* _Work to complete_
(a) Name every country music performer mentioned in the essay on country music, as the essay refers to each.
(b) Write the next passage of the essay on country music, starting after its final sentence and leaving the data aside.
## Begin Page excerpt
Bringing up Gibson touches on another point that has often been particular to country: authenticity. His very early recordings were full of the sway of fiddles and steel guitars but once he signed with RCA, he quickly gravitated to the sweetened style of what was to be called the Nashville Sound. It fit him like a glove, particularly in its veneer of urbanity that matched his songwriting and his voice: deep, rich and suffused with the occasional moan that seemed to emanate from the deepest pits of despair. His unwavering commitment to cosmopolitan country may explain why he has often not gotten his just due. It brings to mind Waylon Jennings who, when reflecting back on his early years in the Nashville Sound mode—well tailored, well coifed and clean shaven—sang “rhinestone suits and new shiny cars / it’s been the same way for years / we need a change” and then posed the question: “are you sure Hank did it this way?” Hank, of course, is Hank Williams, Sr., the patron saint of modern country music. Of course, one may listen to today’s country radio and equally wonder “are you sure Waylon did it this way?”
Jennings’ point is well taken but even as he closed the yawning gap between the music he felt he should make and the music he was making before he went “outlaw,” it bears some degree of scrutiny. Indeed, there is almost a contrarian glee to listening to something like ‘Just Across the Way’ from his 1970 album, Waylon, and knowing that it’s darn good and it’s something that few have probably heard or remember.
It brings to mind a few years ago when I was lucky to find a sealed Willie Nelson album from 1965 on RCA. Nelson, garbed in a white T-shirt and overalls, is clean and barbered. As the clerk rang up my purchase, she stared at the album, scrutinizing the man on the cover, looking at the name of the artist, then looking at the man again and saying “I didn’t know there were two Willie Nelsons.” Puzzlement turned to celestial wonder when I told her that the Nelson on the album she was ringing up was the same as the Nelson that is part of country’s iconography.
But even those who were all duded up in Nudie had layers far darker than their attire suggested. Consider Porter Wagoner—tall, lanky, slightly goofy in appearance—who could sing a song like ‘Banks of the Ohio’ and recount to the listener, “I held a knife against her breast / as into my arms she pressed / she cried, “my love, don’t murder me / I’m not prepared for eternity”,” with such nonchalance that the effect is chilling with the realization that evil can be gussied up in flashy threads and genial “y’all come back now, ya hear” neighbourliness.
## End Page excerpt
## Begin Dataset extract
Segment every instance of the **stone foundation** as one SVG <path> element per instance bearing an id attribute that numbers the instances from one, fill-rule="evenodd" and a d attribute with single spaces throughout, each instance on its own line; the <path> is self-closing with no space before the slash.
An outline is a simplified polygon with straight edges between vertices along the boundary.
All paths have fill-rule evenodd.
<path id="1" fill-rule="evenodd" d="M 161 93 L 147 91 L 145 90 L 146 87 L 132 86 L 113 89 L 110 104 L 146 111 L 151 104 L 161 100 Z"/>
## End Dataset extract
* _Task answers_
(a)
- Gibson
- Waylon Jennings
- Hank Williams, Sr.
- Willie Nelson
- Porter Wagoner

(b)
With these thoughts in mind, what is one then to make of Ray Price and more specifically, his 1963 album Night Life. It’s no stretch to call Price country music’s answer to Frank Sinatra or to crown his voice the finest to ever sing the music. It was that good. It wasn’t simply the quality of the sound of his voice—or more accurately, his instrument—or the pleasure upon hearing it or the quality of his diction—a vital consideration when Sinatra is the point of comparison—or the impeccable polish that was the signature of a Ray Price performance. It was, instead, the gap between the image of Price—cosmopolitan, urbane, someone who may circle the bars on Saturday night and remain cool and in control no matter how many libations may flow but who could also be counted on being in his usual church pew for service come Sunday morning—and what he would be singing—tales of heartbreak, woe, and other trials and tribulations of the human condition. One expects George Jones or Patsy Cline or Johnny Cash or Charley Pride to sing of suffering but when it’s Ray Price, the stakes are higher with the realization that if Price can’t catch a break, our chances at one are mighty slim.
Price, in many ways, embodied the through line that country traversed from the end of the Second World War to the start of the seventies. Initially in thrall of the western swing of Bob Wills, Price was taken under the wing of Hank Williams, Sr. in 1951, touring with him and living in his house, inheriting his backing band upon Williams, Sr.’s death and eventually forming his own band, the Cherokee Cowboys, through which soon-to-be luminaires like Nelson, Roger Miller and Johnny Paycheck passed, being among the first country artists to employ drums, perfecting a beat called the Ray Price Shuffle—a slightly syncopated, amiable gait. He then did what others—in particular, Jim Reeves and Eddy Arnold—had done by veering towards string-laden and background-singer-festooned balladry. His take on ‘Danny Boy’ from 1967 seemed to be a particular point of contention and consternation though if his critics had paid better attention, especially to his 1965 album, Burning Memories, they would have known his gravitation toward the pop side of country was already in full swing.
Two years before that brought Night Life.
“Tonight we’ve chosen some of the songs that we sing and play on our dances across the country. Songs that reflect the emotion of the people that live in the night life. Songs of happiness, sadness, heartbreak. Songs of the night life.”
- Ray Price, from the introduction to ‘Night Life,’ written by Willie Nelson, Paul Buskirk, Walter Breeland and Willie Buskirk
The LP was not the first attempt by a country artist to forge a narrative over two sides of vinyl—Marty Robbins and Johnny Cash had both already done so—but it may have been the first, save for Robbins’ Gunfighter Ballads and Other Trail Songs, to be recognized as a major album-length statement. Its reputation rests not only on its concept: a vivid twelve-song cycle of the life after dark, but also as a representation of the meeting point for the endless debate about what is and what isn’t country music.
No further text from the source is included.